### Exercise description
Only the lines from the one containing "Note: for this drill we locate the blue pool" to the end of the entries should be written out, each exactly as it stands, both ends included.
━━━ Exercise data
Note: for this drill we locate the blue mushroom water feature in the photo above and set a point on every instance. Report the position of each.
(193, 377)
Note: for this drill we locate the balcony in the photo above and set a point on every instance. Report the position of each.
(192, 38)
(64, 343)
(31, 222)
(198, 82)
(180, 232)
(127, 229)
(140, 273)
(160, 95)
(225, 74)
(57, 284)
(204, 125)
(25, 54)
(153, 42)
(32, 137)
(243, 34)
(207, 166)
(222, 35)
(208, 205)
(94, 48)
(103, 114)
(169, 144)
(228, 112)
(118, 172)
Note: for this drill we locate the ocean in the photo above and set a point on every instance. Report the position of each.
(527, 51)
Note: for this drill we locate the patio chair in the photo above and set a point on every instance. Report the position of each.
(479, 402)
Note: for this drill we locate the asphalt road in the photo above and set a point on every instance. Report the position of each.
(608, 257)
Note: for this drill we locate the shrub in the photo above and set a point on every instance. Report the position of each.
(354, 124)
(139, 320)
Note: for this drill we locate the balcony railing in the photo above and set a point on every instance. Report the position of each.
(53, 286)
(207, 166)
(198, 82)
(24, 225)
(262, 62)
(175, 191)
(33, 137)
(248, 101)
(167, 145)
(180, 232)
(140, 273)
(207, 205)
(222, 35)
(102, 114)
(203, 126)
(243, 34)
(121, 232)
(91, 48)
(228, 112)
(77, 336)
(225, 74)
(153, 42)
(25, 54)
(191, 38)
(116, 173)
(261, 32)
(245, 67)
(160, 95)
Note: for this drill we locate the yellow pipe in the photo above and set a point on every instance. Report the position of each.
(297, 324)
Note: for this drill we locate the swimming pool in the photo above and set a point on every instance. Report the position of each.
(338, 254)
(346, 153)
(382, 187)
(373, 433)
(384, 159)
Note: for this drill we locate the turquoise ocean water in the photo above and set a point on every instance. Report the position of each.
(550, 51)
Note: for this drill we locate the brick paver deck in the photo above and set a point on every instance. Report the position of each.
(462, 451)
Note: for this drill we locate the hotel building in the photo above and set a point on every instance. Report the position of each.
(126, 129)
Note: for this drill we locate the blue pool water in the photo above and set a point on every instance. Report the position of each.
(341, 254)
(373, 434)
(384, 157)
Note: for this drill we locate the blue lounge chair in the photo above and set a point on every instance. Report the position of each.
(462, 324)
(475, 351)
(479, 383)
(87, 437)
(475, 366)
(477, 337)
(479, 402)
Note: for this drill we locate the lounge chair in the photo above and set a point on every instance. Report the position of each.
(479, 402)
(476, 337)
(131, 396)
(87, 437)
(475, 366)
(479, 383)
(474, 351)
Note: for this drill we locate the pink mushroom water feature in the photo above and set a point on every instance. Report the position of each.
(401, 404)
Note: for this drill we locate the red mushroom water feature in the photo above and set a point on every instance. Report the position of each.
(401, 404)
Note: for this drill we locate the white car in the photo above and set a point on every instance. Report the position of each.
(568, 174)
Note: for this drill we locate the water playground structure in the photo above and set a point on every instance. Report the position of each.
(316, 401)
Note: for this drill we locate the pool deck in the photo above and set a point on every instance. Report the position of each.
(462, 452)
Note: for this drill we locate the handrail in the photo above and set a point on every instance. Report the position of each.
━━━━━━
### Answer area
Note: for this drill we locate the blue pool water in the photo above and set a point on every instance. Report the position of each.
(341, 254)
(373, 434)
(384, 157)
Note: for this drill we locate the blue lounge chair in the photo above and set a point on every instance. Report the position of each.
(462, 324)
(475, 351)
(479, 383)
(87, 437)
(475, 366)
(477, 337)
(479, 402)
Note: for this drill we locate the lounge chair in the photo above and set a point on every instance. Report the position of each.
(479, 402)
(476, 337)
(131, 396)
(87, 437)
(475, 366)
(479, 383)
(474, 351)
Note: for this drill we locate the pink mushroom water feature in the photo above and set a point on every instance. Report the position of each.
(401, 404)
Note: for this drill we locate the red mushroom water feature in the photo above and set a point on every instance. Report the position of each.
(401, 404)
Note: for this drill we locate the white car in the photo above and set a point on every instance. Report the position of each.
(568, 174)
Note: for this drill we locate the water playground structure in the photo above and set a point on every instance. Report the position of each.
(316, 401)
Note: for this drill we locate the pool deck in the photo above and set a point on every instance. Report the position of each.
(462, 452)
Note: for this drill we locate the handrail in the photo above and set a point on every instance. Report the position of each.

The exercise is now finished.